TASK ITEM
The answer must consist of each line below that contains the word "hillside", copied in full.

TASK MATERIAL
┌──

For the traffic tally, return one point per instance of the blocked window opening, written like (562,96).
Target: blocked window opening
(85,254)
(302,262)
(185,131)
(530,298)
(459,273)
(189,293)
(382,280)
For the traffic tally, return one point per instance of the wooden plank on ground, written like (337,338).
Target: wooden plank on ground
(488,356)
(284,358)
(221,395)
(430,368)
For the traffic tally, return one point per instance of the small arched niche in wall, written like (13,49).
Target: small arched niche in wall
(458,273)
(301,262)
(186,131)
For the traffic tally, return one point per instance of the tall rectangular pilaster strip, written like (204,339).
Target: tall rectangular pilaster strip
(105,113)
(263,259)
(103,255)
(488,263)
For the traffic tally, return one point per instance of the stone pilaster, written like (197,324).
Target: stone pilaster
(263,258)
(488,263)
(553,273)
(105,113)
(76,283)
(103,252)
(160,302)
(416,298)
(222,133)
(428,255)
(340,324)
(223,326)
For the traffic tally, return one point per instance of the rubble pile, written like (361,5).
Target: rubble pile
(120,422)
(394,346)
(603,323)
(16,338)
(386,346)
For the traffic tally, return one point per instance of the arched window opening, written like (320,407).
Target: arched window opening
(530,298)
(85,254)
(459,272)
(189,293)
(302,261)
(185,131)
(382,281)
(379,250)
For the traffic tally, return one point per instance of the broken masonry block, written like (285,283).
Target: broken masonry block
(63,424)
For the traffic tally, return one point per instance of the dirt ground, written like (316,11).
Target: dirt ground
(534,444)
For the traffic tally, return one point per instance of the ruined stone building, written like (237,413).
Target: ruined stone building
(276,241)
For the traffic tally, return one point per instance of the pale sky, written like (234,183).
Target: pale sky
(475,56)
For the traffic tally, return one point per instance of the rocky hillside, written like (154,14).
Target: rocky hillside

└──

RESPONSE AREA
For the traffic tally, return one point per instance of the rocky hillside, written like (154,14).
Target: rocky hillside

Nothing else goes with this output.